SOBRE LA TAREA
Según el fragmento sobre la enseñanza de la historia, ¿qué genocidio se toma como caso? Responde en pocas palabras, por favor.

++++ FRAGMENTO DE PÁGINA

En la última parte hacemos aportes para la elaboración de propuesta didácticas pertinentes para la enseñanza y el aprendizaje de problemáticas tan dolorosas en diversos niveles del sistema educativo.
Palabras Claves:
Memoria, enseñanza de la historia, identidad, ciudadanía, pensamiento crítico
Introducción
El trabajo se nutre de preguntas en torno al porqué, al qué o al cómo enseñar historia, ya que apostamos a una educación que facilite el reencuentro con el pasado como espacio para el ejercicio de la propia libertad. Sin duda, confiamos en la historia y en su papel en la construcción de identidades sociales críticas. Sabemos que al situarnos en el lugar de la enseñanza, contribuimos a formar representaciones temporales que orientan visiones del mundo y prácticas sociales. Es por esto que nos parece relevante reflexionar sobre la necesidad de la memoria histórica en torno a diversos genocidios -en este caso la SHOA- ya que ello contribuye a reflexionar sobre los usos de la historia y a renovar esfuerzos para superar las severas crisis estructurales y morales que pesan sobre las sociedades actuales y demandan nuestro compromiso activo.
Estas ideas fundamentan sugerencias para armar modelos y secuencias didácticas que faciliten la explicación de procesos históricos tan dolorosos en diversos grados de abstracción, complejidad y generalización. Sumamos así esfuerzos para aprender a convivir con solidaridad y a forjar conciencia histórica en un presente impregnado de pasado, que nos exige imaginar alternativas para la transformación del mundo, para hacer lugar, finalmente, al conjunto de la humanidad.

++++++++
++++ DATOS PARA REVISIÓN

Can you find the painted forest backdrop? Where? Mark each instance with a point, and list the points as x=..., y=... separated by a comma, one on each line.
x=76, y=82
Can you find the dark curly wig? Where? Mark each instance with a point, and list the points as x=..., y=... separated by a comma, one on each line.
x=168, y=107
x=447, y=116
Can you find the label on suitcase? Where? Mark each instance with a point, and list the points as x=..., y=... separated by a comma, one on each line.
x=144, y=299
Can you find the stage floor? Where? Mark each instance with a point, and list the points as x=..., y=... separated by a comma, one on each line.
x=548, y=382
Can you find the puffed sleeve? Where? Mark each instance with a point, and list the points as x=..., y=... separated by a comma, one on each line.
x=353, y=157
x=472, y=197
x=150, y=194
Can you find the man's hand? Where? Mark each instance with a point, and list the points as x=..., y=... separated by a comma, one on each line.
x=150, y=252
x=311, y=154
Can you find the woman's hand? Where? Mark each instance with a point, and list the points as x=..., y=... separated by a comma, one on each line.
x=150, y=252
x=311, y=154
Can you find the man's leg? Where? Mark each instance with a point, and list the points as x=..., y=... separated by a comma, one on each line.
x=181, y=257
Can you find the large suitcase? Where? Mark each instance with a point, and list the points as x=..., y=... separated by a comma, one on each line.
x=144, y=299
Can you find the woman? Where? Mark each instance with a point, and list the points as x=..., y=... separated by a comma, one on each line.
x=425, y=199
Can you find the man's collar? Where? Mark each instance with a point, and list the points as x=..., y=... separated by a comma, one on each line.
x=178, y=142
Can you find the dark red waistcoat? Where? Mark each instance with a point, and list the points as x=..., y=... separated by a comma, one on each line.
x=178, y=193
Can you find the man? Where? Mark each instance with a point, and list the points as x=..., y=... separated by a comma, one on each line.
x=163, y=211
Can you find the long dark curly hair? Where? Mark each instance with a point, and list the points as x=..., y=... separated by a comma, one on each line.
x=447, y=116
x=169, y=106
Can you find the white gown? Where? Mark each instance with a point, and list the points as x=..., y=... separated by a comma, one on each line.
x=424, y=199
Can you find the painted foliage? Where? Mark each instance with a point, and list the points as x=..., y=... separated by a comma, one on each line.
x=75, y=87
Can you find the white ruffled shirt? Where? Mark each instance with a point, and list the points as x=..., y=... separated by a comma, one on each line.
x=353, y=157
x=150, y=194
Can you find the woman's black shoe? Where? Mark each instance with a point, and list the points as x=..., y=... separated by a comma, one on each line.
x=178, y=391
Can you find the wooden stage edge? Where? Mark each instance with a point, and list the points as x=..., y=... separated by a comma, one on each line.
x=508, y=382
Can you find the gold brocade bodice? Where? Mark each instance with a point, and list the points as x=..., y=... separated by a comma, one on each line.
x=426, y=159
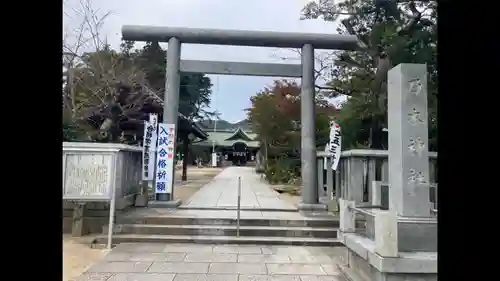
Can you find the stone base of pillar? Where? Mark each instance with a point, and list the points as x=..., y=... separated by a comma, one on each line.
x=164, y=204
x=364, y=264
x=311, y=207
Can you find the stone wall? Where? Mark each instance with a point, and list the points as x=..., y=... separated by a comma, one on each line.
x=95, y=215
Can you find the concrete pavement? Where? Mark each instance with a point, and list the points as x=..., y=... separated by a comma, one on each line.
x=221, y=192
x=194, y=262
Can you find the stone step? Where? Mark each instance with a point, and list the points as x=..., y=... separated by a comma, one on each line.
x=101, y=240
x=349, y=274
x=224, y=230
x=332, y=222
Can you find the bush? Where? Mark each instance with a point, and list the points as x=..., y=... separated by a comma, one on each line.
x=281, y=171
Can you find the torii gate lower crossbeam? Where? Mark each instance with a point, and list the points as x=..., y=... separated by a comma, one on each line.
x=306, y=41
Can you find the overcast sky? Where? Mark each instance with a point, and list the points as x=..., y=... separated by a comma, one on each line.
x=230, y=93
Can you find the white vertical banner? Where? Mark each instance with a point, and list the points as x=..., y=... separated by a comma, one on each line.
x=334, y=145
x=165, y=158
x=149, y=147
x=325, y=159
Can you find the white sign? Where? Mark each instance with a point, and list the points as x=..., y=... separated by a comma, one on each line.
x=149, y=147
x=334, y=145
x=87, y=179
x=165, y=158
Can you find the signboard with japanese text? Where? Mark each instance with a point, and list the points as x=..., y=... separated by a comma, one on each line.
x=149, y=147
x=165, y=158
x=334, y=145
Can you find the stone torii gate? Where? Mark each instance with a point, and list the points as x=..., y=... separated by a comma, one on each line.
x=175, y=36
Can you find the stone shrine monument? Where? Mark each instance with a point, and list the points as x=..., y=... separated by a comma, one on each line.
x=401, y=243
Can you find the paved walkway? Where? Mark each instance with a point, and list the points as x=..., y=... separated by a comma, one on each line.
x=195, y=262
x=221, y=192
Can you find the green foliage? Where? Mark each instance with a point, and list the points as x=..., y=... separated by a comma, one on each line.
x=282, y=170
x=195, y=88
x=275, y=117
x=112, y=93
x=400, y=33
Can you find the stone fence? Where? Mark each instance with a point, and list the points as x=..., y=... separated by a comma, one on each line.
x=362, y=176
x=98, y=167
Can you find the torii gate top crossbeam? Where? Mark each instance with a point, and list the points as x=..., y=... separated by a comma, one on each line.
x=240, y=37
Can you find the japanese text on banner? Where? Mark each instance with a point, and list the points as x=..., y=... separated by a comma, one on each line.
x=165, y=158
x=149, y=147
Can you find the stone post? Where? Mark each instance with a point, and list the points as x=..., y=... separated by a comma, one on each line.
x=408, y=141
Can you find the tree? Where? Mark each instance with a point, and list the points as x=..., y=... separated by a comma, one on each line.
x=195, y=88
x=109, y=94
x=275, y=118
x=390, y=33
x=105, y=92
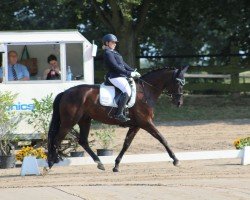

++++++++

RESPUESTA
La SHOA.